Top of INPUT DATA

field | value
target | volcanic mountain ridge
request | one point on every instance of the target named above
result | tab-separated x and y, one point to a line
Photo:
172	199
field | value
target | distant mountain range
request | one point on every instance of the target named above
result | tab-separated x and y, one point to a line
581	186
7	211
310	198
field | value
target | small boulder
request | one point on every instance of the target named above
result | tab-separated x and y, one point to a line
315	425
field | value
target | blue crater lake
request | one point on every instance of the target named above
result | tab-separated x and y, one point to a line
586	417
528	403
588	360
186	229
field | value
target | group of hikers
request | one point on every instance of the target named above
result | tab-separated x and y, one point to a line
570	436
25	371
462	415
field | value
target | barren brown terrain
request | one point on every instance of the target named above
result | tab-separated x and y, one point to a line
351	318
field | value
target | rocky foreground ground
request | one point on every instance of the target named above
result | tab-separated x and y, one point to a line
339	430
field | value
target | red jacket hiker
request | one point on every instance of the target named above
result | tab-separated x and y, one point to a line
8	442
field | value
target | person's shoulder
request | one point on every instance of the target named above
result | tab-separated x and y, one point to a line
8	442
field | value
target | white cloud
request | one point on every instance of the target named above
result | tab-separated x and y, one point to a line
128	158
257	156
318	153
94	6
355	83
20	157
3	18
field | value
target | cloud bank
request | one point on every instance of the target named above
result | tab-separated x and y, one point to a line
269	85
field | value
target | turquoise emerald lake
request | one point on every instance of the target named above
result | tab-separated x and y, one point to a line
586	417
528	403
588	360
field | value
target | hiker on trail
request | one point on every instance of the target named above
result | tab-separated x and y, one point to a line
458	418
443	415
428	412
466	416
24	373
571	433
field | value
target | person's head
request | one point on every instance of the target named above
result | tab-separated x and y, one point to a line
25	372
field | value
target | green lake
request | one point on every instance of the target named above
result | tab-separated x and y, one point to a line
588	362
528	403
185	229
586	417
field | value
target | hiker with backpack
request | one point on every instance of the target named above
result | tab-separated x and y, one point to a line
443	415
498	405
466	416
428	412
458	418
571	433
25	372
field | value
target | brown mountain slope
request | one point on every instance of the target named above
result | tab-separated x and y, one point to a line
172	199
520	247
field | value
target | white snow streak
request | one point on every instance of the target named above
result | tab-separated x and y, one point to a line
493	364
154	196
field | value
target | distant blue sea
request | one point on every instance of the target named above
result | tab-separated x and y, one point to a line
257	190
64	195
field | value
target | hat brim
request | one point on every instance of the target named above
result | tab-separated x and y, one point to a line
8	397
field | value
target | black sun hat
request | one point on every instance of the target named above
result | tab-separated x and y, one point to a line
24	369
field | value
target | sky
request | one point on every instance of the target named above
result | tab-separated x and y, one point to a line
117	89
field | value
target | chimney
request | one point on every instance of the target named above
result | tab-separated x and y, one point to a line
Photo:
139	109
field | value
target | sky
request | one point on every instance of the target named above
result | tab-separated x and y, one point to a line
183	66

Bottom of INPUT DATA

The records above must be repeated exactly, every one of them.

field | value
target | volcanic mountain ridge
request | one point on every instance of the target named above
result | tab-separated x and y, one point to a line
Photo:
172	199
field | value
target | distant mountain range
request | one point on every instance of the target named above
result | tab-separated x and y, one point to a line
581	186
7	211
310	198
field | value
target | small boulder
request | one point on every instance of the target named above
result | tab-separated x and y, one point to a line
315	425
field | value
target | blue crater lake
request | one point on every instance of the target named above
result | tab-separated x and y, one point to a line
586	417
528	403
588	360
186	229
field | value
target | group of hikers
request | one point on every instance of the target named above
result | tab-separated x and y, one point to a line
570	436
25	371
462	415
field | value
target | barren brown terrain
request | one point on every instance of the target named above
result | tab-separated x and y, one point to a line
351	318
field | value
target | rocky foreground ground
request | one point on every instance of the target named above
result | tab-separated x and y, one point to a line
339	430
field | value
target | red jacket hiker
request | one point on every instance of the target named above
result | tab-separated x and y, one point to a line
8	442
field | value
target | person's shoulder
request | one point on every instance of the target named above
result | tab-separated x and y, one point to a line
8	442
field | value
target | white cloud
request | one point on every instance of the target named above
result | tab-separated x and y, one point to a line
128	158
257	156
318	153
94	6
355	83
20	157
3	18
field | value
target | cloud bank
request | one point on every instance of the target named above
result | tab-separated x and y, one point to a line
269	85
field | value
target | turquoise emerald lake
request | one point on every instance of the target named above
result | tab-separated x and y, one point to a line
586	417
528	403
588	360
field | value
target | hiker on trail
request | one point on every instance of the target named above
result | tab-separated x and y, one point to a line
458	418
443	415
428	412
466	416
24	373
571	433
field | value
target | person's head
request | one point on every instance of the target named above
result | tab-separated x and y, one point to a line
25	372
field | value
target | green lake
request | one point on every instance of the target named above
result | tab-separated x and y, one point to a line
588	362
528	403
185	229
586	417
field | value
target | hiker with backpack
request | one point on every instance of the target named above
result | tab-separated x and y, one point to a line
443	415
498	405
466	416
428	412
458	418
571	433
25	372
field | value
target | brown mountain slope
request | one point on every instance of the target named above
result | tab-separated x and y, one point to a line
172	199
520	247
field | value
target | white snow streak
request | one point on every instance of the target named above
result | tab-separated x and y, one point to a line
493	364
154	196
field | value
target | distant blue sea
request | one point on every instance of the target named above
result | tab-separated x and y, one point to a line
257	190
64	195
field | value
target | hat brim
request | one point on every instance of the target named above
result | tab-separated x and y, one point to a line
8	397
field | value
target | black sun hat
request | one point on every instance of the target named above
result | tab-separated x and y, one point to a line
24	369
field | value
target | sky
request | one point on every instance of the target named above
result | tab-separated x and y, one point to a line
117	89
field | value
target | chimney
request | one point on every instance of the target named above
result | tab-separated x and y, one point to a line
Photo:
139	109
field | value
target | sky
request | one point on every instance of the target named above
result | tab-separated x and y, one point to a line
183	66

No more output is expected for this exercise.